■ Excerpts from point annotation data:
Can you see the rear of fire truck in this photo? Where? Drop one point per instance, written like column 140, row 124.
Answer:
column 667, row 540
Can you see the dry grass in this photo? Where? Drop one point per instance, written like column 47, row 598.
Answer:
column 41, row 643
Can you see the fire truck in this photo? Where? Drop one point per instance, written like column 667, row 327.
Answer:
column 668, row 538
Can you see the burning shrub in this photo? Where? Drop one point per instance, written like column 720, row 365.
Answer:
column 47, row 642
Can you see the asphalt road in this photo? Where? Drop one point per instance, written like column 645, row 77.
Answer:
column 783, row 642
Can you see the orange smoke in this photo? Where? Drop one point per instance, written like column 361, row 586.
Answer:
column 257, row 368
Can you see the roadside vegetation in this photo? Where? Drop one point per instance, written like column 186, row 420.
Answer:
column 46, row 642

==

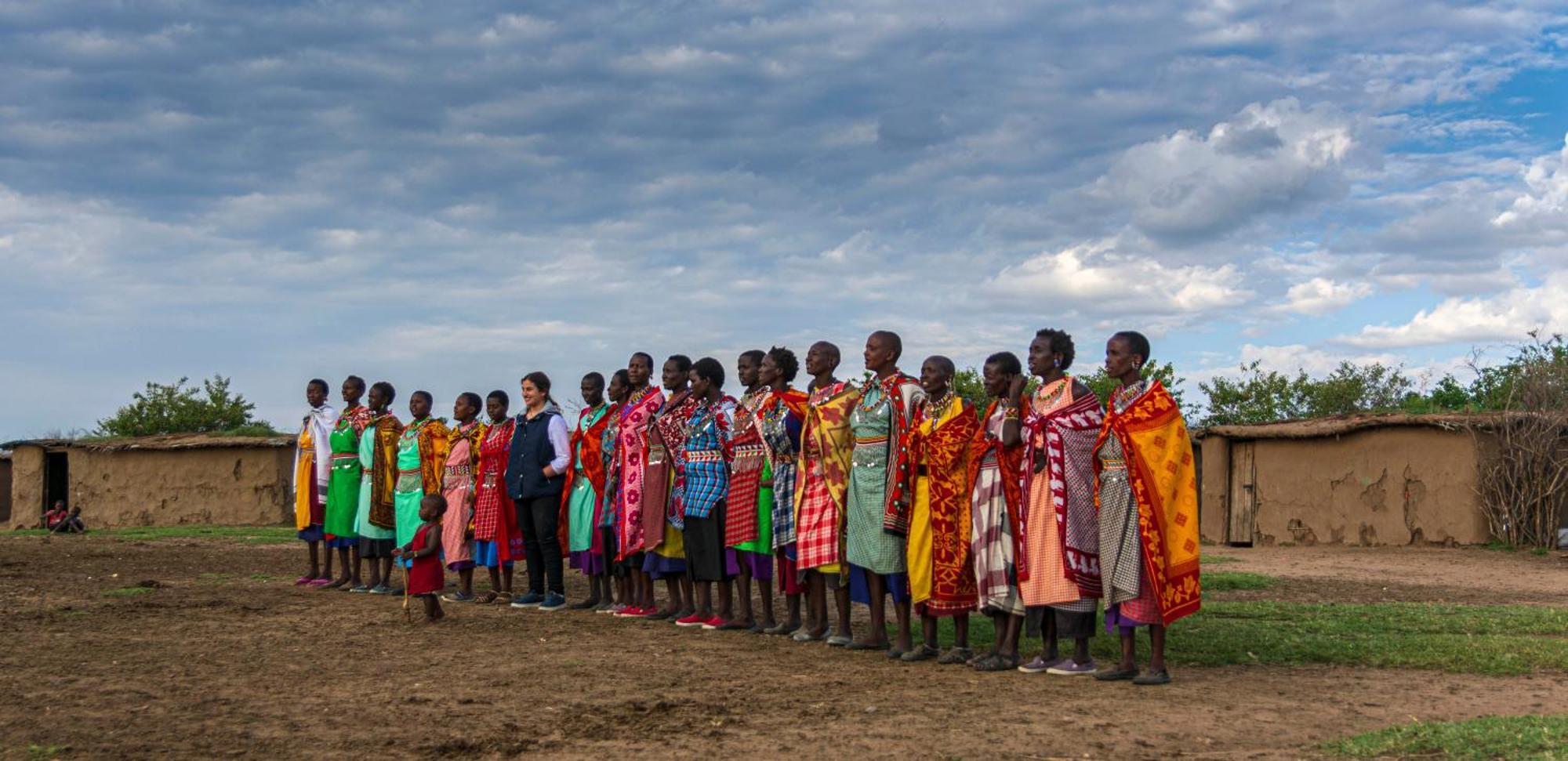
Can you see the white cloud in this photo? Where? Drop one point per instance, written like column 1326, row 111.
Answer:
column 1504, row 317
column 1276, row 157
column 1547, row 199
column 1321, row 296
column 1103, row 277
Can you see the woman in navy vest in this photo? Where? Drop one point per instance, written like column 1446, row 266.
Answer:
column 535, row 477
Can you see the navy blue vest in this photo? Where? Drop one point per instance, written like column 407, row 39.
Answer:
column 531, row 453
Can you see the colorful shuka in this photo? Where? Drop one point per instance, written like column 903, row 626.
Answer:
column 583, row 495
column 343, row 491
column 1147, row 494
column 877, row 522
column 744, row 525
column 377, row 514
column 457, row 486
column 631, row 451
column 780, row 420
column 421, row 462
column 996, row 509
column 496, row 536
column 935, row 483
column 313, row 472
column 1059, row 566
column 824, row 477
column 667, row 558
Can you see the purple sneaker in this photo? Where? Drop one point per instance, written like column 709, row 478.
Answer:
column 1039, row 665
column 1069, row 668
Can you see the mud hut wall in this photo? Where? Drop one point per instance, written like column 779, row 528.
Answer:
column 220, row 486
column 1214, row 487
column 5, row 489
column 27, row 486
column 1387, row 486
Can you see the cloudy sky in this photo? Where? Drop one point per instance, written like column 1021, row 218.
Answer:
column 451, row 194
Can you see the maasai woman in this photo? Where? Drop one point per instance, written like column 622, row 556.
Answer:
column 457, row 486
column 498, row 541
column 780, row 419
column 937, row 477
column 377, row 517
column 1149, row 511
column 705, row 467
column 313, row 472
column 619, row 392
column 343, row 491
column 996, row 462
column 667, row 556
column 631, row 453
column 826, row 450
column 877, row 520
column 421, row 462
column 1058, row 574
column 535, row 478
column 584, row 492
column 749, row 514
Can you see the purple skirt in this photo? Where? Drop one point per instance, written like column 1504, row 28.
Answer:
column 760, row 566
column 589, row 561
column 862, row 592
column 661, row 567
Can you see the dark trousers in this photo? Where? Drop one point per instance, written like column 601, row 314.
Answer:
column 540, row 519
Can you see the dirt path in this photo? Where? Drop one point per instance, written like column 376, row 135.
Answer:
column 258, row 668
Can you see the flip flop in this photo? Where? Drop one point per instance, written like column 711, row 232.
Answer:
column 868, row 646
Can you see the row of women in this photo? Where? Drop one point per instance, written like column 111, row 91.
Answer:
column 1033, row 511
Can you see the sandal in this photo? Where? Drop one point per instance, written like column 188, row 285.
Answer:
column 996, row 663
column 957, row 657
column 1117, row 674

■ Written request: Repeat the lines of the listing above, from the line with "Can you see the dry" up to and including the line with "column 257, row 368".

■ Solution to this task:
Can you see the dry grass in this photo? Where? Drop one point per instance, written like column 47, row 598.
Answer:
column 41, row 643
Can you see the fire truck in this photo? Where? Drop one point per instance, written like column 667, row 327.
Answer:
column 668, row 538
Can you see the burning shrub in this photo? Where? Drop one point per instance, written like column 720, row 365.
Answer:
column 47, row 642
Can you see the asphalt road in this photo? Where? Drop one point per instance, written like column 645, row 77.
Answer:
column 783, row 642
Can you see the orange smoke in this photo? Where? Drop one point per instance, written like column 361, row 586.
Answer:
column 257, row 368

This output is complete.